# Exercise directions
Duplicate a part of the passage on relief and development word for word, beginning with "It is important" and continuing through "rest of creation.".

# Extract provided
== Segment start ==

Relief, Development, and Crisis

When people are in a crisis, it is appropriate to rush in and do whatever is within your power to help them. We see this when hurricanes, tornadoes, and pandemics strike. There are other moments where rushing in and helping would be inappropriate because it keeps people from solving their own problems using the assets God has given them.

It is important to understand the difference between relief and development. Relief is the urgent and temporary provision of emergency aid to reduce immediate suffering from a natural or man-made crisis, according to Steve Corbett and Brian Fikkert in their book When Helping Hurts. It is employed to “stop the bleeding” and to halt the freefall of plummeting economic conditions.

On the other hand, development is a process taking place over a period of time that helps people identify, develop, and use their God-given assets and talents. As Corbett and Fikkert describe, it is the process of ongoing change that moves all people involved (both the “helpers” and the “helped”) closer to being in right relationship with God, self, others, and the rest of creation.

== Segment end ==

# Referring expression pointing lines

== Segment start ==

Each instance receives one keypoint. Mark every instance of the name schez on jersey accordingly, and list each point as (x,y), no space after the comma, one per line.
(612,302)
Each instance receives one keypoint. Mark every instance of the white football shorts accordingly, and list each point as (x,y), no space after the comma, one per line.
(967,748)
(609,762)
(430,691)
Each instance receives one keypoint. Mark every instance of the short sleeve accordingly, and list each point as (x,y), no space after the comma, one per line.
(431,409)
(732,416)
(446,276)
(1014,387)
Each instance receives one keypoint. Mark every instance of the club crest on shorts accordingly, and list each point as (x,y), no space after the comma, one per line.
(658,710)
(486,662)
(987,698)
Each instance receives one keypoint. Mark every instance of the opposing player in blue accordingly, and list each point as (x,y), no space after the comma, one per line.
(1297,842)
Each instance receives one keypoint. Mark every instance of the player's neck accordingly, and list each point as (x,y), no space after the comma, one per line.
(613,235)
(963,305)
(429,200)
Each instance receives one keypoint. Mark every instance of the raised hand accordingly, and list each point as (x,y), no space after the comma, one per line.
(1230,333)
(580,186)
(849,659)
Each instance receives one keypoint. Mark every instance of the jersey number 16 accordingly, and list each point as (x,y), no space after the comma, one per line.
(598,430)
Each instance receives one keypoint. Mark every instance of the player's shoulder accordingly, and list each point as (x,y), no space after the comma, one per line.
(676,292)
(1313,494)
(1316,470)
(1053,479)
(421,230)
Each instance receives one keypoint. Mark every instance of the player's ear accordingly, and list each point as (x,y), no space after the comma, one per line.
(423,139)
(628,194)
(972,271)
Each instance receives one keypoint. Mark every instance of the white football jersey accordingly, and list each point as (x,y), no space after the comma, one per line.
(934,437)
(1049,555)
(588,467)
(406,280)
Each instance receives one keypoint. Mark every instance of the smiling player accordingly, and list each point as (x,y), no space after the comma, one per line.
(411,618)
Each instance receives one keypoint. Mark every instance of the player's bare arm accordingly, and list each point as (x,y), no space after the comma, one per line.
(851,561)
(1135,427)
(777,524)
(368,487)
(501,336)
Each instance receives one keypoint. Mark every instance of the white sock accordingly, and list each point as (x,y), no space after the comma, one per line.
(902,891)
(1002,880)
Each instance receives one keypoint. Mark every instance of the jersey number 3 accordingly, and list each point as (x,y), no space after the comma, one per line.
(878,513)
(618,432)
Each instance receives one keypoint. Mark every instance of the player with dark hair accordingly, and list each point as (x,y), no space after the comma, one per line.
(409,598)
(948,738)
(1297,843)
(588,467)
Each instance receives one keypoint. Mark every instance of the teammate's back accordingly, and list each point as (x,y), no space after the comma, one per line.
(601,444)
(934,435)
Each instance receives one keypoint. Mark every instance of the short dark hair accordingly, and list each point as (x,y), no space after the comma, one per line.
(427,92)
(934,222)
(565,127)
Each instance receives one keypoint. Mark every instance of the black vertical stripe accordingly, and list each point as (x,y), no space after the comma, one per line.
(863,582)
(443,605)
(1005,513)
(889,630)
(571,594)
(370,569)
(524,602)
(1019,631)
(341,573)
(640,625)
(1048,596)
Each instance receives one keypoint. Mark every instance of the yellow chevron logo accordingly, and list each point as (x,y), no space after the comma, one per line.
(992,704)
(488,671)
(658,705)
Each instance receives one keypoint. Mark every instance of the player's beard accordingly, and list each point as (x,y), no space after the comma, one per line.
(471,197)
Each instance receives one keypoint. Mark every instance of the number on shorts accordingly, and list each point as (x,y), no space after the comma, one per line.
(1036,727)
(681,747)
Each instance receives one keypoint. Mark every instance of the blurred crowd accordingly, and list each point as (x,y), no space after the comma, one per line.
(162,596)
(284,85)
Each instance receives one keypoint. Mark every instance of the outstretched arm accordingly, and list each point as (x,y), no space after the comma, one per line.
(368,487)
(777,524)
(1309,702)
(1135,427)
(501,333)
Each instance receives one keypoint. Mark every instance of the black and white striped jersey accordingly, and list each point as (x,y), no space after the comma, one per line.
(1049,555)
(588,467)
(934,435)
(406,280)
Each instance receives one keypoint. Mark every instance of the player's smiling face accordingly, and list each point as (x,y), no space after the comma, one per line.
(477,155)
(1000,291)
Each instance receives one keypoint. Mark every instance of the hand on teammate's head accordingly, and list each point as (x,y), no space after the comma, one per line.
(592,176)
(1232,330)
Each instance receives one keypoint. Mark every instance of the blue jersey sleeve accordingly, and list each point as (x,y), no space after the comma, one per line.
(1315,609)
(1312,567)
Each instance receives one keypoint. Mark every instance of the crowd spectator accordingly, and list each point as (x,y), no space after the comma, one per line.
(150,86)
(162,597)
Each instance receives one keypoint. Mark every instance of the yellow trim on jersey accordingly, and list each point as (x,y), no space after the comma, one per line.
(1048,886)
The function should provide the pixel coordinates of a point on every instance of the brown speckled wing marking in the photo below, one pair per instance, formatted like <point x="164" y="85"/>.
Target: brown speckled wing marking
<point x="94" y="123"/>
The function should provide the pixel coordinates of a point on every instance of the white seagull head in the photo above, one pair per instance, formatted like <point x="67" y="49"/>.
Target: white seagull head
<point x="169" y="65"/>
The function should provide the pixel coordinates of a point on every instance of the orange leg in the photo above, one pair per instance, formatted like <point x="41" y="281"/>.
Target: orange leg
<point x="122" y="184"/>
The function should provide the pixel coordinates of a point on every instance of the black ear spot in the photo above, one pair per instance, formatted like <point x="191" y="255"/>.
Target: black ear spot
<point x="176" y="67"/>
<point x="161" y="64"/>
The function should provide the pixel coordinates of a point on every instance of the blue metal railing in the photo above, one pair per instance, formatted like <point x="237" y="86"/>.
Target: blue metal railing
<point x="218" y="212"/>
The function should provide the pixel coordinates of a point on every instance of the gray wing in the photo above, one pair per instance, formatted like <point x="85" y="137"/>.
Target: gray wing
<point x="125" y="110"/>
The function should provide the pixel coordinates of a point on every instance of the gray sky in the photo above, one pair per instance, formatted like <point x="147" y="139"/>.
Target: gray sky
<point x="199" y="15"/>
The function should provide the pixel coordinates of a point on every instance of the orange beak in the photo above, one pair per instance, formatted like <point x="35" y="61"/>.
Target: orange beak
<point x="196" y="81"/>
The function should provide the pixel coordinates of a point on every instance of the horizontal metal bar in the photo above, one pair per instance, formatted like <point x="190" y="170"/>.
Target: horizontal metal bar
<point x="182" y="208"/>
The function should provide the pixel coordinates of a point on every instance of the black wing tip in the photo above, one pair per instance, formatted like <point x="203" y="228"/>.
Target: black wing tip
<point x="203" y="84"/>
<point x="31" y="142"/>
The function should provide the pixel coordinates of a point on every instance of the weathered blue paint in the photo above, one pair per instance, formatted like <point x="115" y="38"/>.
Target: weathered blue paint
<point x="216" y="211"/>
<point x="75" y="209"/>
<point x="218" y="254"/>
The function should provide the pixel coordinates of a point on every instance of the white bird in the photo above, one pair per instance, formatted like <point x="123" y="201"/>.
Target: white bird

== Segment end ==

# Response to this exercise
It is important to understand the difference between relief and development. Relief is the urgent and temporary provision of emergency aid to reduce immediate suffering from a natural or man-made crisis, according to Steve Corbett and Brian Fikkert in their book When Helping Hurts. It is employed to “stop the bleeding” and to halt the freefall of plummeting economic conditions.

On the other hand, development is a process taking place over a period of time that helps people identify, develop, and use their God-given assets and talents. As Corbett and Fikkert describe, it is the process of ongoing change that moves all people involved (both the “helpers” and the “helped”) closer to being in right relationship with God, self, others, and the rest of creation.